:: Records to use ::
============================================================
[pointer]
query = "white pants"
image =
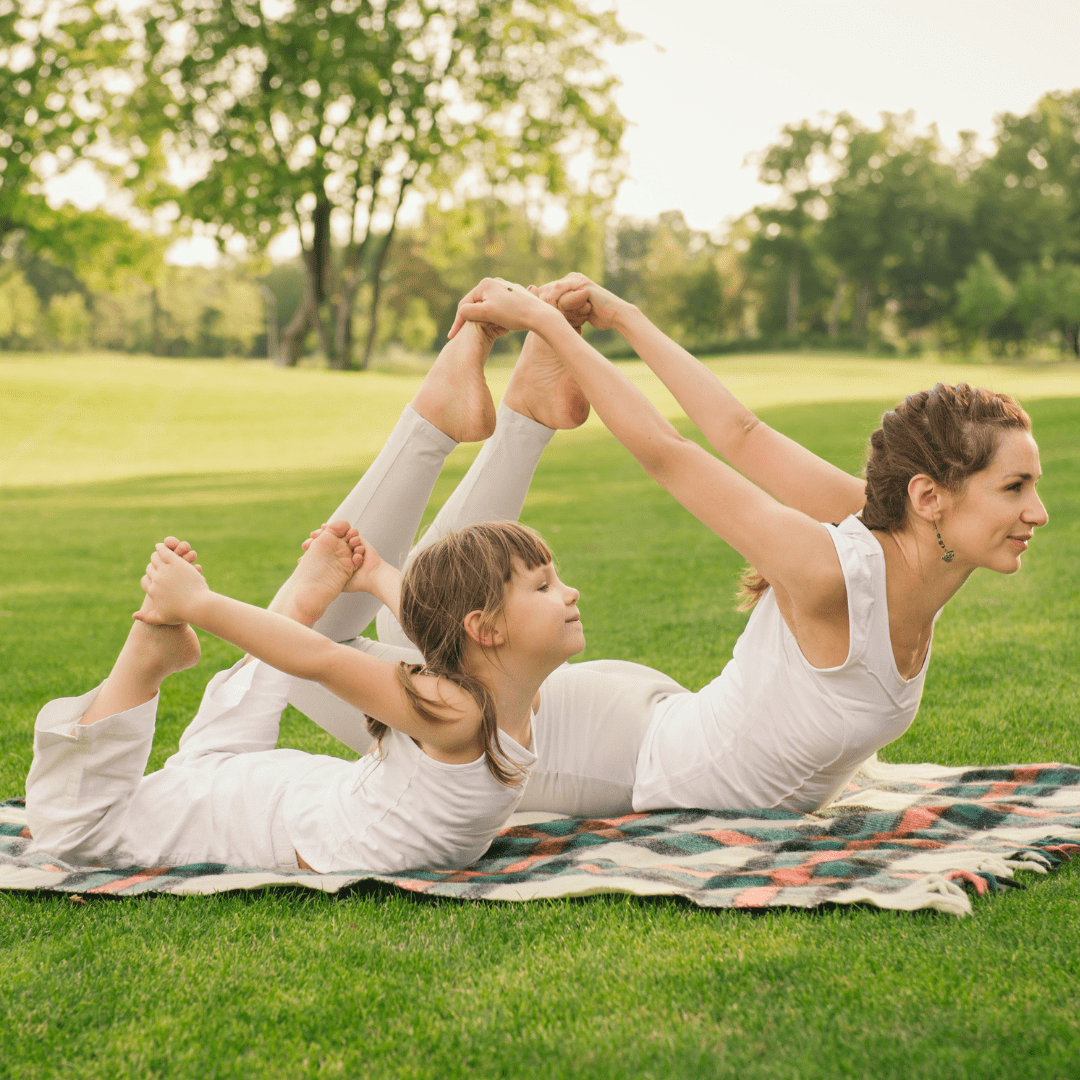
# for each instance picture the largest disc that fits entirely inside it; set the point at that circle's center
(216, 800)
(593, 716)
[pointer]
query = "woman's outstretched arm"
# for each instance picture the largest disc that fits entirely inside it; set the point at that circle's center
(792, 551)
(783, 468)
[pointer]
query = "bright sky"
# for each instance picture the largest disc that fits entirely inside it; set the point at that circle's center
(729, 73)
(712, 81)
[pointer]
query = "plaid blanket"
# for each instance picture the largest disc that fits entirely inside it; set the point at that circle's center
(902, 837)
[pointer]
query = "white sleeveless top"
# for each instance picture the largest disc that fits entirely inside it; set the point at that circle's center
(400, 809)
(771, 730)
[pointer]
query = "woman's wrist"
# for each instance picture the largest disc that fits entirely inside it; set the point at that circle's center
(628, 320)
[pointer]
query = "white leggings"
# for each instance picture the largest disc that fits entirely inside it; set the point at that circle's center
(592, 717)
(218, 799)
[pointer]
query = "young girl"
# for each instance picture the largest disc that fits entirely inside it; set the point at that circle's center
(831, 665)
(493, 619)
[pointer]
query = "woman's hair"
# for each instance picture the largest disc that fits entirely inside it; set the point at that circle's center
(467, 570)
(948, 433)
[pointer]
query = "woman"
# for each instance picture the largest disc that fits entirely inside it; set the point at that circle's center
(832, 663)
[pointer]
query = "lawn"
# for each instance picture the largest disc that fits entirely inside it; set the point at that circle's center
(287, 985)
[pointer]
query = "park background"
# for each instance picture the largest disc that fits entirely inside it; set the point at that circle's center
(232, 235)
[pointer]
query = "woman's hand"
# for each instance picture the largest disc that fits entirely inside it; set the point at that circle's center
(501, 304)
(173, 584)
(583, 300)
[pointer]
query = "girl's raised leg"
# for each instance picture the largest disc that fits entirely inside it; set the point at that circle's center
(540, 399)
(451, 406)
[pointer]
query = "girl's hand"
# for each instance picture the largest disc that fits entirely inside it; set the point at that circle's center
(581, 300)
(173, 584)
(500, 302)
(369, 572)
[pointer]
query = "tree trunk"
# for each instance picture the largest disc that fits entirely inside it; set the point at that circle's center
(154, 322)
(793, 301)
(861, 314)
(295, 332)
(380, 259)
(835, 308)
(273, 327)
(373, 328)
(1072, 337)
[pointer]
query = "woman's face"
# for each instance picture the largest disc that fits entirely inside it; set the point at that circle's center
(993, 521)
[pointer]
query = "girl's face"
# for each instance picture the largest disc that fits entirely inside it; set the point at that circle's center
(541, 615)
(993, 521)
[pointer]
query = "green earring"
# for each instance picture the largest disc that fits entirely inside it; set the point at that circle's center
(947, 557)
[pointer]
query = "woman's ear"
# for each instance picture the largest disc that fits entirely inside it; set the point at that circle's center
(927, 497)
(486, 637)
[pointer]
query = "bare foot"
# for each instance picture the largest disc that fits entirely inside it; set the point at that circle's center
(164, 648)
(542, 389)
(454, 395)
(329, 559)
(153, 650)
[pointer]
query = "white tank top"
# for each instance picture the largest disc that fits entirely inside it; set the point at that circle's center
(400, 809)
(771, 730)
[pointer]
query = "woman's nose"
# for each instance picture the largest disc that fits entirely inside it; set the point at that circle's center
(1037, 513)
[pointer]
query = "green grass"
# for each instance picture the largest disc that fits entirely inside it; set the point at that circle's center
(286, 985)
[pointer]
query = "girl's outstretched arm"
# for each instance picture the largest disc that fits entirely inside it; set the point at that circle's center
(180, 594)
(783, 468)
(793, 552)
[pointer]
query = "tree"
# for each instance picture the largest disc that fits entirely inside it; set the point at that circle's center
(984, 296)
(1029, 189)
(324, 118)
(788, 231)
(899, 220)
(1048, 299)
(65, 72)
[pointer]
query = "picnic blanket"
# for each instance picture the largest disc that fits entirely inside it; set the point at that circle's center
(906, 837)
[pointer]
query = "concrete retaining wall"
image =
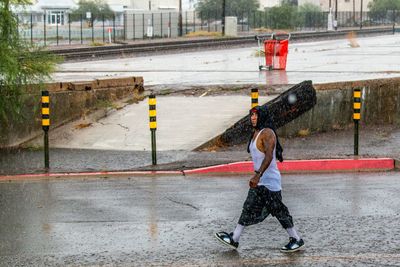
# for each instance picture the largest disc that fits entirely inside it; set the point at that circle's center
(68, 101)
(334, 108)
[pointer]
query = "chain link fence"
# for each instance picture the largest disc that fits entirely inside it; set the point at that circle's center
(65, 29)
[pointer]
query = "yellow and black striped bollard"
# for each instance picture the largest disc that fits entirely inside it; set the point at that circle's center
(153, 127)
(356, 116)
(254, 97)
(45, 126)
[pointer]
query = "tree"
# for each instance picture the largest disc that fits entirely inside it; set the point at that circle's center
(98, 9)
(310, 16)
(212, 9)
(379, 8)
(283, 16)
(22, 64)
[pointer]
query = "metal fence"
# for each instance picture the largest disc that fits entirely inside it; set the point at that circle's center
(128, 26)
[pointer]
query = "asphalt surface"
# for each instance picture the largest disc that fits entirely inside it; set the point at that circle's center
(322, 62)
(345, 220)
(375, 141)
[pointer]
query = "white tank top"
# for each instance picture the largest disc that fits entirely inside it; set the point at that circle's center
(271, 178)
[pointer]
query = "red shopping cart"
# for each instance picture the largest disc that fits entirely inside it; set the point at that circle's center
(276, 47)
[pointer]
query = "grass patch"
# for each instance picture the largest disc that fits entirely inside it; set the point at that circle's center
(203, 34)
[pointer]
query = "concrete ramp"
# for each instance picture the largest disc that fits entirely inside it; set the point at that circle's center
(183, 123)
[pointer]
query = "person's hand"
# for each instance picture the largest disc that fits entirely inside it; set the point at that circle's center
(254, 181)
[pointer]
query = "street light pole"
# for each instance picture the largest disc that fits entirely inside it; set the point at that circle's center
(223, 18)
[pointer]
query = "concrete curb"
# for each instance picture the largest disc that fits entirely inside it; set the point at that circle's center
(244, 167)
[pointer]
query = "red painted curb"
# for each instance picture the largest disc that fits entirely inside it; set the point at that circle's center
(290, 166)
(77, 174)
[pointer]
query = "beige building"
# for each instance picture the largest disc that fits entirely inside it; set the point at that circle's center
(342, 5)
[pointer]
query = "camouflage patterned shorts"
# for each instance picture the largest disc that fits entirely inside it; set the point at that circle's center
(260, 203)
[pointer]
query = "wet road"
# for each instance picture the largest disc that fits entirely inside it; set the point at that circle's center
(345, 220)
(322, 62)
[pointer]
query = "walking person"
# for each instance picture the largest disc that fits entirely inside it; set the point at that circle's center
(264, 196)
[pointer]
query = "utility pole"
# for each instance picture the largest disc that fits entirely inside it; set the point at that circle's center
(335, 22)
(180, 18)
(223, 18)
(361, 15)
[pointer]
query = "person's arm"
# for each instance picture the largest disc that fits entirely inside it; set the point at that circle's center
(266, 144)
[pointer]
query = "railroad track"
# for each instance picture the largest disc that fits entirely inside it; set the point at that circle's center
(88, 53)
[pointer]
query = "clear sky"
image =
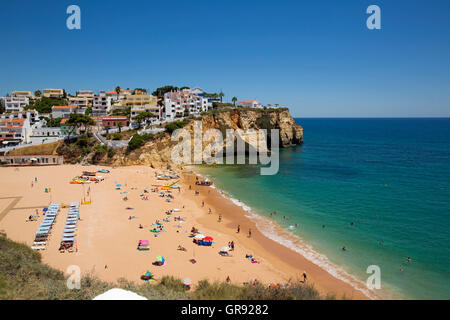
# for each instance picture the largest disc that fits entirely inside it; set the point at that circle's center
(317, 57)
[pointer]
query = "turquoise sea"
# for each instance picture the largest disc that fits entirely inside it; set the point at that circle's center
(389, 177)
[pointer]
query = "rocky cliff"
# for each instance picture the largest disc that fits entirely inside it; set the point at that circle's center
(157, 153)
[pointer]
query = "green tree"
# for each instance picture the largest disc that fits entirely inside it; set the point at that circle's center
(44, 105)
(143, 117)
(159, 92)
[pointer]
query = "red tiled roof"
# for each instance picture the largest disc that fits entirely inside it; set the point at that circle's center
(63, 107)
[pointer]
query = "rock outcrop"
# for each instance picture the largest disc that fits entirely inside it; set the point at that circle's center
(157, 153)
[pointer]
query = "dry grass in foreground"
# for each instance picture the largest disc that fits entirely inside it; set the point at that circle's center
(24, 276)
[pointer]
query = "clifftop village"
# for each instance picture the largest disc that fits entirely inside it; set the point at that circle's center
(28, 118)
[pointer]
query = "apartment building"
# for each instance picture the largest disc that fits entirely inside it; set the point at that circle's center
(179, 104)
(31, 115)
(140, 103)
(82, 103)
(63, 111)
(114, 121)
(14, 131)
(249, 104)
(27, 94)
(53, 93)
(14, 103)
(101, 105)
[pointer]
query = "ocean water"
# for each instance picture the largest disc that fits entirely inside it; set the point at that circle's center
(390, 177)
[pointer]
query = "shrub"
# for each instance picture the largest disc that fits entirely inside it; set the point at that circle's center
(171, 127)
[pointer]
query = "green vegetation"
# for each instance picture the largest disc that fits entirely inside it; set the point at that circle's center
(159, 92)
(78, 121)
(138, 141)
(126, 111)
(24, 276)
(171, 127)
(44, 104)
(75, 150)
(143, 117)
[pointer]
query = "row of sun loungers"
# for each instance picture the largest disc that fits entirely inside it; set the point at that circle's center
(44, 230)
(69, 233)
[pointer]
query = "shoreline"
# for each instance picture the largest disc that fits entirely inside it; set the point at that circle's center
(107, 239)
(290, 262)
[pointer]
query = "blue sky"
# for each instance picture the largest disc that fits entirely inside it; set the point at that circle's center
(317, 57)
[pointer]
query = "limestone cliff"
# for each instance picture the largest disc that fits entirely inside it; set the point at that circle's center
(157, 153)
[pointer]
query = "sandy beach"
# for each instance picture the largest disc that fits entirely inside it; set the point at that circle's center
(107, 238)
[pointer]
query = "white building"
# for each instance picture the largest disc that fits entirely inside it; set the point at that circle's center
(63, 111)
(82, 103)
(14, 131)
(53, 93)
(102, 105)
(47, 132)
(179, 104)
(31, 115)
(26, 93)
(249, 104)
(15, 103)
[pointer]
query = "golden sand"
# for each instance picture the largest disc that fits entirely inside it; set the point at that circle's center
(107, 239)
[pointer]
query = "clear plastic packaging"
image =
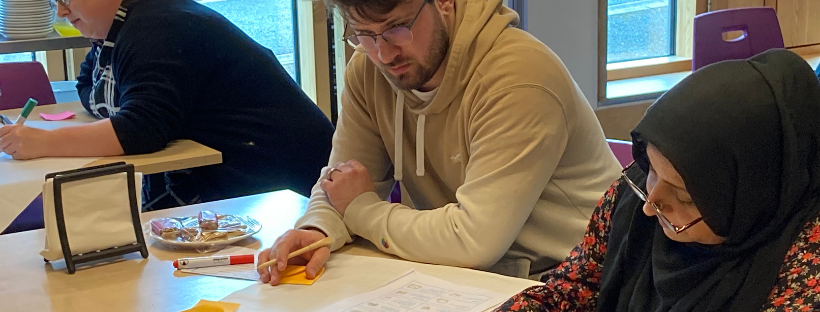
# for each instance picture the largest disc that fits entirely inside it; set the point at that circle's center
(205, 232)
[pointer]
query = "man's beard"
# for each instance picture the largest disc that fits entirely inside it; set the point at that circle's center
(435, 57)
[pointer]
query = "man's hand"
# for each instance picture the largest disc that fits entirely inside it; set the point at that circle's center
(22, 142)
(287, 243)
(345, 182)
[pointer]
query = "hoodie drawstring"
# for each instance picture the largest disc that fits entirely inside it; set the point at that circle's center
(399, 135)
(420, 146)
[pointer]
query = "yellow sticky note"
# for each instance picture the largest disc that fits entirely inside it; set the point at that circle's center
(295, 274)
(213, 306)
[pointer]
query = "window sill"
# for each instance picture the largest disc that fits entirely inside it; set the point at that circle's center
(635, 89)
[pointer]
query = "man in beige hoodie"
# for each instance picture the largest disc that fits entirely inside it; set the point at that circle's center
(498, 149)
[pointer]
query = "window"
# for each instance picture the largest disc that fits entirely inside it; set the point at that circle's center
(269, 22)
(640, 29)
(17, 57)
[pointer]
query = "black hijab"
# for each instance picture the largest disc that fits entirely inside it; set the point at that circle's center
(744, 137)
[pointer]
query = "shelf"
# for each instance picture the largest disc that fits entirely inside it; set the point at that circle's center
(51, 42)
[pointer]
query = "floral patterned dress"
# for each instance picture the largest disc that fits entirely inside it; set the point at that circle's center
(575, 283)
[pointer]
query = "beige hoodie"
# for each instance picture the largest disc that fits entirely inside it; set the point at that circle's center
(504, 166)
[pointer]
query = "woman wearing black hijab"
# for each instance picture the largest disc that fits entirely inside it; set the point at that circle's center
(721, 211)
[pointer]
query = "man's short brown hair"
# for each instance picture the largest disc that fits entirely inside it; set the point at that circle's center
(365, 10)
============================================================
:: Task instructions ::
Locate each line in the records above that contains the string "outstretched", with case taken into account, and copy every such line in full.

:: Complete response ::
query = "woman's outstretched arm"
query = "girl's outstretched arm"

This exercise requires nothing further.